▶ **Task objective**
Skip all pictures, then print the remaining material exactly.
>> start Data excerpts
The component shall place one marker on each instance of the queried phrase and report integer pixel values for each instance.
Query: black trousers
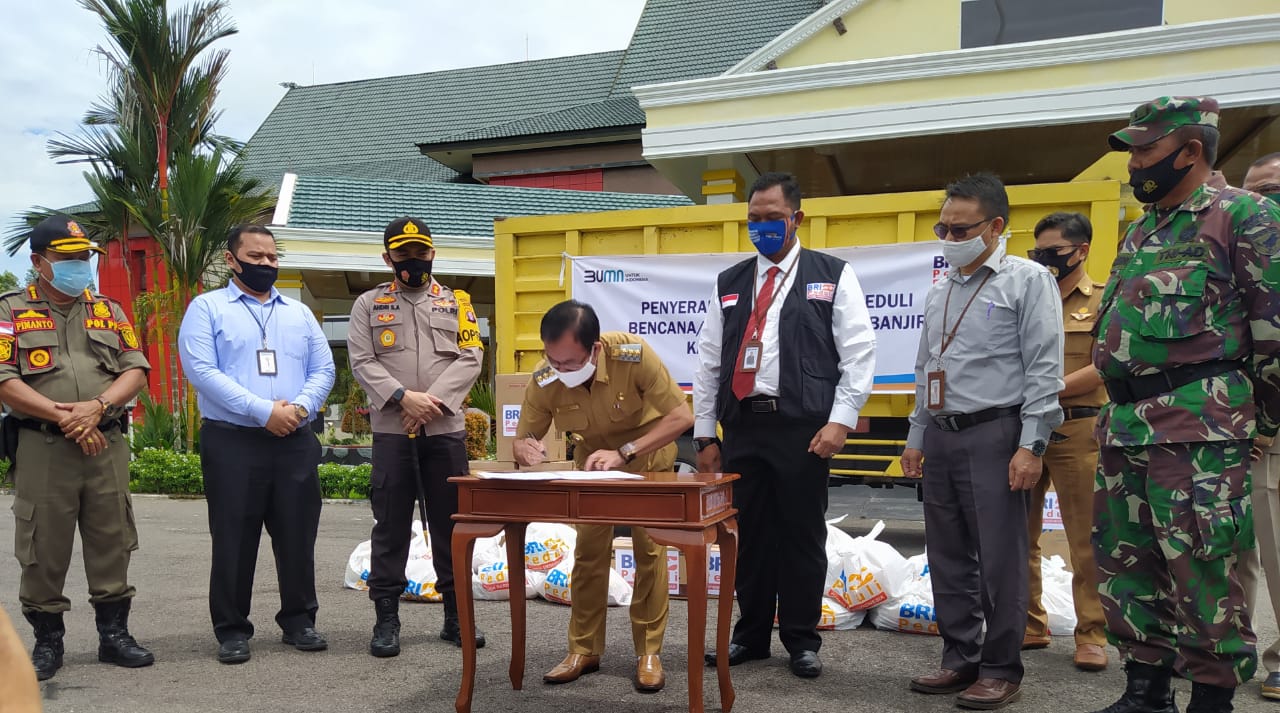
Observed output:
(393, 496)
(782, 531)
(255, 479)
(976, 534)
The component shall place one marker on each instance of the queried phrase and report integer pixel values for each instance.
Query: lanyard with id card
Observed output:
(265, 356)
(936, 380)
(754, 347)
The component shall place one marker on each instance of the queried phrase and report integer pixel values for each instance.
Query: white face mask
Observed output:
(964, 252)
(576, 378)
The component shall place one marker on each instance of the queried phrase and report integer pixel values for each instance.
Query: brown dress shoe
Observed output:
(944, 681)
(1034, 641)
(1091, 657)
(649, 677)
(988, 694)
(572, 667)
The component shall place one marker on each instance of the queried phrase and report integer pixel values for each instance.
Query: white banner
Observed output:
(664, 298)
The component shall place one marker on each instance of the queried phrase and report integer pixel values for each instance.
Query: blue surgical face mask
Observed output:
(71, 277)
(768, 236)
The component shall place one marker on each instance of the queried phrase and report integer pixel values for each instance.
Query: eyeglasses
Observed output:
(958, 232)
(568, 366)
(1046, 252)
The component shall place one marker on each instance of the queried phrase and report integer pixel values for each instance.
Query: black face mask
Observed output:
(1057, 264)
(412, 273)
(1155, 182)
(259, 278)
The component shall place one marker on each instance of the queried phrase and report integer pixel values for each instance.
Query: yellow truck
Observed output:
(540, 259)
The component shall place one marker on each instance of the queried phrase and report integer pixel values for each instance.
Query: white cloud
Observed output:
(49, 74)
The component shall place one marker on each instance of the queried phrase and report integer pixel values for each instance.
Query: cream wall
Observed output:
(883, 28)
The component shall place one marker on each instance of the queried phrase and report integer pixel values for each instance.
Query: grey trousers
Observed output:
(976, 534)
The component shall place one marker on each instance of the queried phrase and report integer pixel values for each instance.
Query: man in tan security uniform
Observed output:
(1072, 460)
(415, 347)
(69, 361)
(625, 411)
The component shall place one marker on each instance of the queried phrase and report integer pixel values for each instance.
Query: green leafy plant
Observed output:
(159, 470)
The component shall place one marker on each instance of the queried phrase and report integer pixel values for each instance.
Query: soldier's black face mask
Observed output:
(1155, 182)
(412, 273)
(259, 278)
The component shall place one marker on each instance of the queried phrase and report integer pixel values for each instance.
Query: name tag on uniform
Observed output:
(936, 385)
(266, 362)
(750, 357)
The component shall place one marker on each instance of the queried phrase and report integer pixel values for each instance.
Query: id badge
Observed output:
(752, 357)
(266, 362)
(936, 384)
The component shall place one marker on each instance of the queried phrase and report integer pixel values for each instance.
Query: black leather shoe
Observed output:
(737, 654)
(306, 640)
(233, 650)
(807, 664)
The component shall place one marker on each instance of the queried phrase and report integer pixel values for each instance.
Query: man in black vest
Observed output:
(785, 364)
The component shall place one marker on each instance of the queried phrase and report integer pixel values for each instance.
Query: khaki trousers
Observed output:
(1070, 469)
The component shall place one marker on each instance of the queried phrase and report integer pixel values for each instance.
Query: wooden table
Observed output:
(686, 511)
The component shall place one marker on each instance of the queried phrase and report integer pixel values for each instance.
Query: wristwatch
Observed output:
(700, 443)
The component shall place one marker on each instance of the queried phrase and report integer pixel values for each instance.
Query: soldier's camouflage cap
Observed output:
(1156, 119)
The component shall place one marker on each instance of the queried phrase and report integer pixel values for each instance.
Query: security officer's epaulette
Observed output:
(545, 375)
(626, 352)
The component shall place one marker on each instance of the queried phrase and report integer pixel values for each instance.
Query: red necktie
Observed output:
(744, 382)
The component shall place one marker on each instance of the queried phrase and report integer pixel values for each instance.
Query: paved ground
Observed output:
(865, 670)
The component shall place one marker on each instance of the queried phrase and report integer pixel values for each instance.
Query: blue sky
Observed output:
(49, 73)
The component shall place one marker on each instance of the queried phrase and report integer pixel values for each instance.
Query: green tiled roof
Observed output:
(370, 128)
(449, 209)
(622, 112)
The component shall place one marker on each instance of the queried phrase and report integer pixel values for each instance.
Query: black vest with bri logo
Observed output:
(808, 361)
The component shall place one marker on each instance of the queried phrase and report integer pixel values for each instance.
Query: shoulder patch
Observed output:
(544, 376)
(626, 352)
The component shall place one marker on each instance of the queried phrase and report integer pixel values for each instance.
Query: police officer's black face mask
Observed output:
(412, 273)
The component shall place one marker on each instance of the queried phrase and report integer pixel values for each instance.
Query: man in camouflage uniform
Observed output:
(1189, 352)
(69, 361)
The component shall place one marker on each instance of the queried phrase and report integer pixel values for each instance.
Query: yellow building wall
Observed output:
(968, 86)
(885, 28)
(881, 28)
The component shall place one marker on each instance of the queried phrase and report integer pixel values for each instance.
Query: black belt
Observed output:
(256, 430)
(961, 421)
(760, 403)
(1138, 388)
(50, 428)
(1073, 412)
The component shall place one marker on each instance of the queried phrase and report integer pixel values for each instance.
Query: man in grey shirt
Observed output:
(987, 376)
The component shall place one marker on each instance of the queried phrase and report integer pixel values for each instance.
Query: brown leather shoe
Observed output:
(571, 668)
(649, 677)
(1091, 657)
(988, 694)
(944, 681)
(1034, 641)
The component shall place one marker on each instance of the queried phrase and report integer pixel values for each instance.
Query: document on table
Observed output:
(560, 475)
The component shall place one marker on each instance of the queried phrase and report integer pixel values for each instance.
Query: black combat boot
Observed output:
(46, 657)
(114, 641)
(451, 631)
(1210, 699)
(1148, 690)
(385, 641)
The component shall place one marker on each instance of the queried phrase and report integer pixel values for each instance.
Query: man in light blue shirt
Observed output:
(261, 369)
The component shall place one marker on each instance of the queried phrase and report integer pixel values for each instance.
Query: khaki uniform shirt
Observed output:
>> end Data excerpts
▶ **Finished exercise**
The component shall place one marker on each instance of the queried phrase and report integer pixel values for each instance.
Query: black trousers
Observed output:
(393, 496)
(782, 531)
(255, 479)
(976, 534)
The component shall place one marker on each instance of the queried phrase and report integer pixel values for each instance.
Query: lanyard with id card
Observed output:
(265, 356)
(936, 380)
(754, 347)
The component shall place one marker on each instance of the queried phrase and report integer pixel values for each instance.
Query: white face mask
Observed output:
(964, 252)
(576, 378)
The component shall place one marker on each instance of the queried phrase and report integer pixel values for each instance.
Query: brown dress shoe
Observed output:
(944, 681)
(1034, 641)
(1091, 657)
(649, 677)
(988, 694)
(572, 667)
The component shall place one marker on each instance of the queried phrase and report integer pixel values for each instance.
Query: white banner
Observed output:
(664, 298)
The component shall place one marker on each instance of the queried phrase and report integer pixel values for each instance.
Query: blue surgical face mask
Observed output:
(71, 277)
(768, 236)
The component shall place one marker on each instance of the queried phrase and report integer pixel values for each instance.
Query: eyeglasses
Observed output:
(958, 232)
(568, 366)
(1046, 252)
The component shall place one marker on each instance of the queried phrase and report integer pixel values for each instance.
Query: black face mask
Observed output:
(1057, 264)
(412, 273)
(1155, 182)
(259, 278)
The component shall place one marker on each instance of the queried phrase and report integer pixel values for each instance.
Query: yellow truck
Observed output:
(540, 259)
The component shall place one marker on each instance of the queried phrase and report integer pixel values for each instance.
Query: white cloud
Observed output:
(49, 74)
The component shall place one marker on each instance of the queried phrase and report integer pixel values for each instance.
Query: cream wall
Observed output:
(883, 28)
The component shall place one marker on each instance of the queried phrase and report integer pixel values for each instance.
Query: grey trousers
Observed output:
(976, 534)
The component shall place one marker on each instance of the queried phrase and report integer pixel values for each instance.
Query: man in tan security uniform
Observed output:
(1072, 460)
(415, 347)
(69, 361)
(625, 411)
The component shall place one marker on each instance of the queried phrase and report integer pixel values for each instance.
Query: green leafy plant
Observed output:
(159, 470)
The component shall place one marker on each instance of the queried phrase and report integer pixel values for each instance.
Query: soldier's black face mask
Observed output:
(1155, 182)
(412, 273)
(259, 278)
The component shall place one marker on each instance of the queried phrase and report integer pixel values for each instance.
Query: name tag on uniform
Observed output:
(936, 385)
(266, 362)
(750, 357)
The component shall place one marker on each instance of the queried phrase and report integer pixel values for each instance.
Query: id badge
Observed output:
(752, 357)
(266, 362)
(936, 384)
The component shall place one marker on each instance of the queried phrase and report integer pixel values for each instance.
Query: black leather shoe
Observed output:
(737, 654)
(306, 640)
(233, 650)
(807, 664)
The component shall place one marker on each instance of the queried phrase and report integer pixel values for each instance.
Query: man in black vest
Observed output:
(785, 364)
The component shall place one marker on each instance of the queried phrase and report integer pixel values for each instance.
Query: khaki trousers
Observed output:
(1070, 469)
The component shall place one marker on each instance of the queried phrase and report integer pixel values for each instance.
Query: wooden table
Observed output:
(686, 511)
The component shall place one marker on each instance of the queried phrase and report integer pixel values for each instance.
Query: wristwatch
Observed output:
(700, 443)
The component shall place one marker on each instance of the queried phrase and report integer pixel values for each instance.
Query: soldier's camouflage cap
Observed output:
(1156, 119)
The component shall place one marker on each instance of the queried phrase and report integer pixel values for each instance.
Query: security officer's epaulette
Observed output:
(545, 375)
(626, 352)
The component shall place one marker on each instance of the queried phrase and report integer pixel values for each instance.
Query: red necktie
Observed output:
(744, 382)
The component shall place one marker on each instance of the queried phrase and report integer pixel values for each instance.
Query: paved ground
Observed output:
(865, 670)
The component shall place one marker on each instance of the queried phrase and report integer pixel values for each instance.
Query: blue sky
Observed output:
(49, 73)
The component shall place one marker on each instance of the queried phrase and report integer pixel values for each instance.
Query: green tiled roof
Observed output:
(370, 128)
(449, 209)
(622, 112)
The component shall place one marker on each instance of the queried phrase and report integer pixel values for each instance.
Query: black vest with bri logo
Observed output:
(808, 361)
The component shall place one marker on each instance of the queried phrase and report integer pixel values for each instance.
Query: shoulder patch
Observed output:
(544, 376)
(626, 352)
The component shall place one marker on each instance of the queried phrase and report integer pixel values for each instance.
Query: police officer's black face mask
Observed output:
(412, 273)
The component shall place one marker on each instance of the queried phrase and report integer pixel values for each instance.
Query: man in camouflage uniform
Observed output:
(1189, 352)
(69, 361)
The component shall place one marker on each instance of the queried phrase and report integer pixel values for each instance.
Query: yellow building wall
Observed output:
(968, 86)
(885, 28)
(881, 28)
The component shall place one marker on each instance of the queried phrase and report integer pixel values for each instance.
Query: black belt
Observed output:
(256, 430)
(961, 421)
(760, 403)
(1138, 388)
(50, 428)
(1073, 412)
The component shall place one marker on each instance of the queried phrase and report integer pixel values for each instance.
Query: man in grey shirt
Observed output:
(987, 376)
The component shall place one marker on each instance of the queried phrase and report integer pixel values for each instance.
Query: brown leather shoe
Observed output:
(571, 668)
(649, 677)
(1091, 657)
(988, 694)
(944, 681)
(1034, 641)
The component shall place one marker on each instance of the queried phrase and report integer pixel values for each instance.
Query: document on table
Observed output:
(560, 475)
The component shall place one marker on each instance of the queried phrase and report integer pixel values for each instance.
Query: black combat boot
Observed output:
(46, 657)
(114, 641)
(451, 631)
(1210, 699)
(1148, 690)
(385, 641)
The component shall place one marker on each instance of the queried phrase and report integer pixel values for each instance.
Query: man in light blue shirt
Observed output:
(261, 369)
The component shall place one marker on each instance of the queried phrase and report integer pixel values for each instance.
Query: khaki uniform shirt
Observed output:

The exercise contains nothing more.